Exercise objective:
Without omitting anything, copy every entry word for word.

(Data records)
· · · · · · ·

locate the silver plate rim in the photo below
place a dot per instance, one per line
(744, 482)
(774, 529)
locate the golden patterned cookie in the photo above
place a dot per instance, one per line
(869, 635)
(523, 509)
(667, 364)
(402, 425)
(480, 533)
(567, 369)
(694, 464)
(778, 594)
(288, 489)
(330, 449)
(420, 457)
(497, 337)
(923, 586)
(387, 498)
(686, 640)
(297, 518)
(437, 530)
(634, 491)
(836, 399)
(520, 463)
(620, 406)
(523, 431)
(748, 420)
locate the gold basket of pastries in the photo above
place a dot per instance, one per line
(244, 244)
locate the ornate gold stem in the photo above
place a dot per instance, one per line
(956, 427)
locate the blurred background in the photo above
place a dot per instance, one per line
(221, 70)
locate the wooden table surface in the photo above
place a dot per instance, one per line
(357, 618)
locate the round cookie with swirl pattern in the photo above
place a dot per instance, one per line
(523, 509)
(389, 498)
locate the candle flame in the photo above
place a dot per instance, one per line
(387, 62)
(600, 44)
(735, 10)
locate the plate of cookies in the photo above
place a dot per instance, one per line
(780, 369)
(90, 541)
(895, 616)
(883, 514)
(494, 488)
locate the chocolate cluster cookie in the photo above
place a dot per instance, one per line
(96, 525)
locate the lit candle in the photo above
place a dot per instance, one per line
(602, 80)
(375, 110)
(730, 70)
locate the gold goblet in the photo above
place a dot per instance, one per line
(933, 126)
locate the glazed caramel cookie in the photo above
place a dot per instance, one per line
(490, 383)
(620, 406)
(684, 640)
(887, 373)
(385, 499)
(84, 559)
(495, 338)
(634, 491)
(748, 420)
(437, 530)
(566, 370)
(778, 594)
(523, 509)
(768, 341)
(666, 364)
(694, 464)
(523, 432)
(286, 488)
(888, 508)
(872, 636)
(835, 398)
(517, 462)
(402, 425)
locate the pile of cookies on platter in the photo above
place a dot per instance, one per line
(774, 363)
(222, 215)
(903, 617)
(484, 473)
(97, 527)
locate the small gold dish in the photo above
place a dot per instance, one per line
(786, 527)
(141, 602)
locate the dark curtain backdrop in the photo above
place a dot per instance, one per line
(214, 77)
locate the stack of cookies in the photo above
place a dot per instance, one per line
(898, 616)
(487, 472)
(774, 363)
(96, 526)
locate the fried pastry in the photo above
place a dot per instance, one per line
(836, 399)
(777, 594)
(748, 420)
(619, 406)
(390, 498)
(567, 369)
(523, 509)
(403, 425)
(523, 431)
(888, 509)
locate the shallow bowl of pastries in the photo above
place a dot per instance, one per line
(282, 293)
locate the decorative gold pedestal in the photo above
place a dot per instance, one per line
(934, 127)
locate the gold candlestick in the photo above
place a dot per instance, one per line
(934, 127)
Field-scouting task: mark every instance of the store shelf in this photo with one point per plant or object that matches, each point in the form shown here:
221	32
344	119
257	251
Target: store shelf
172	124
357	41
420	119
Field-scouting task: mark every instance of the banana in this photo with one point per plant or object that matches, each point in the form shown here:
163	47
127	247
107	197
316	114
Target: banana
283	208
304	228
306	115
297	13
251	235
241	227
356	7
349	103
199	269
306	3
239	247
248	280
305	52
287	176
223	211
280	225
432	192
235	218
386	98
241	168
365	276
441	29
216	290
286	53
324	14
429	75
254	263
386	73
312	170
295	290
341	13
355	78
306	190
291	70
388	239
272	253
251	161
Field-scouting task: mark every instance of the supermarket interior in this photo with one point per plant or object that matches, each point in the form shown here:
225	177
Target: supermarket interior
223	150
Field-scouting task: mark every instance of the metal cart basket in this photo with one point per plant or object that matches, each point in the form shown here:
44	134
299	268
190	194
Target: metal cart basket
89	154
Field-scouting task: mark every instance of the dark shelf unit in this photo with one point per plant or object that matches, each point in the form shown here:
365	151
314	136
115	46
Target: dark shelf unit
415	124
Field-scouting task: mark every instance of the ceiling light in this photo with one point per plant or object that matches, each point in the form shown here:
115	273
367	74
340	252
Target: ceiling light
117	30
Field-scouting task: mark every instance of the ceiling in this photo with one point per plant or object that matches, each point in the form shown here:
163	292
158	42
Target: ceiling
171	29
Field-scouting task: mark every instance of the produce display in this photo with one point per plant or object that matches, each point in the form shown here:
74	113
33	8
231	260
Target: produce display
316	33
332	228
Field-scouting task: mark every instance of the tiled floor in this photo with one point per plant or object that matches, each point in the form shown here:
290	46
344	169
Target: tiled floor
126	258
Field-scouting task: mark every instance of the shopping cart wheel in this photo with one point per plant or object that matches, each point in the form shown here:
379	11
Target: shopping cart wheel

· · · · · · ·

Response to the exercise:
locate the silver plate rim in the photo below
place a dot per instance, one per line
(744, 482)
(774, 529)
locate the golden patterned cookie in the photo above
place a dot per instance, one per line
(869, 635)
(523, 509)
(667, 364)
(402, 425)
(480, 533)
(567, 369)
(694, 464)
(778, 594)
(288, 489)
(330, 449)
(420, 457)
(497, 337)
(923, 586)
(387, 498)
(686, 640)
(297, 518)
(437, 530)
(634, 491)
(836, 399)
(520, 463)
(620, 406)
(523, 431)
(748, 420)
locate the gold basket of pastries in the photo above
place a dot per instance, one per line
(244, 244)
locate the ornate gold stem in the photo above
place a dot per instance, one per line
(956, 427)
locate the blurred background in the photo above
place a dot per instance, one per line
(221, 70)
locate the wooden table surface in the photo above
place a dot per instance, one per line
(357, 618)
locate the round cookie with swirl pattern in the photo above
place a dot per instance, one per line
(523, 509)
(389, 498)
locate the candle flame in the photo above
place a dot per instance, one per line
(387, 62)
(600, 44)
(735, 10)
locate the plate of cookies in the photo above
place a dot per instance, one per line
(780, 369)
(90, 541)
(895, 616)
(883, 514)
(494, 488)
locate the chocolate cluster cookie in the photo above
place a dot per instance, one per line
(96, 525)
locate the lit candle in the photo above
place a dot per instance, one per line
(602, 80)
(375, 110)
(730, 70)
locate the gold goblet in the photo above
place a dot per instance, one per line
(933, 126)
locate the glazed caramel cookie in the photo above
place a dot per instance, one per line
(490, 383)
(620, 406)
(684, 640)
(887, 373)
(385, 499)
(84, 559)
(495, 338)
(634, 491)
(748, 420)
(437, 530)
(566, 370)
(778, 594)
(523, 509)
(768, 341)
(666, 364)
(694, 464)
(523, 432)
(286, 488)
(888, 508)
(872, 636)
(835, 398)
(517, 462)
(402, 425)
locate the pile of cookies on platter in the photo above
place a dot per instance, one per line
(774, 363)
(222, 215)
(903, 617)
(484, 473)
(97, 527)
locate the small gold dish in the photo above
place a dot per instance, one per line
(786, 527)
(141, 602)
locate the dark curtain backdrop in the photo above
place a dot per instance, one per line
(214, 77)
locate the stack of cookies in the photo above
place a dot per instance, one per line
(898, 616)
(487, 472)
(774, 363)
(96, 526)
locate the fried pastry in the photo above
place a dot per instance, one per line
(836, 399)
(777, 594)
(748, 420)
(619, 406)
(390, 498)
(567, 369)
(523, 509)
(403, 425)
(523, 431)
(888, 509)
locate the shallow bowl of pastries in the photo above
place a dot per instance, one per line
(282, 293)
locate the decorative gold pedestal in the photo above
place a dot per instance, one per line
(934, 127)
locate the gold candlestick in the photo above
place a dot per instance, one per line
(934, 127)
Field-scouting task: mark every instance of the store shelf in this photo with one point per plant or object that matches, each point in the form shown here:
221	32
344	119
257	251
Target: store shelf
172	124
357	41
420	119
Field-scouting task: mark every instance of the banana in this photo with one point per plant or object that matches, each point in the form shown here:
163	47
127	247
107	197
316	114
Target: banana
283	208
304	228
306	115
297	13
251	235
241	227
356	7
349	103
199	269
306	3
239	247
248	280
305	52
287	176
223	211
280	225
432	192
235	218
386	98
241	168
365	276
441	29
216	290
286	53
324	14
429	75
254	263
386	73
312	170
295	290
341	13
355	78
306	190
291	70
388	239
272	253
251	161
Field-scouting task: mark every instance of the supermarket interior in this photo with one point per plant or object that matches, each point in the form shown here:
225	177
Target: supermarket interior
223	150
Field-scouting task: mark every instance of the metal cart basket in this photo with one point per plant or object that matches, each point in the form shown here:
44	134
299	268
190	194
Target: metal cart basket
89	154
Field-scouting task: mark every instance of the dark shelf unit in this photo with one point per plant or object that matches, each point in the form shown here:
365	151
314	136
115	46
Target: dark shelf unit
415	124
Field-scouting task: mark every instance of the ceiling light in this photo with one point per plant or object that matches, each point in the form shown here:
115	273
367	74
340	252
Target: ceiling light
117	30
Field-scouting task: mark every instance of the ceiling in this photo with one point per plant or object that matches, each point in the form shown here:
163	292
158	42
Target: ceiling
171	29
Field-scouting task: mark every instance of the produce display in this photo with one point per plant or object that matches, each point in the form shown here:
74	113
33	8
231	260
Target: produce display
316	33
332	228
Field-scouting task: mark every instance of the tiled floor in this photo with one point per plant or object that matches, each point in the form shown here:
290	46
344	169
Target: tiled floor
126	258
Field-scouting task: mark every instance of the shopping cart wheel in this photo with one point per plant or object that matches, each point in the form shown here:
379	11
Target: shopping cart wheel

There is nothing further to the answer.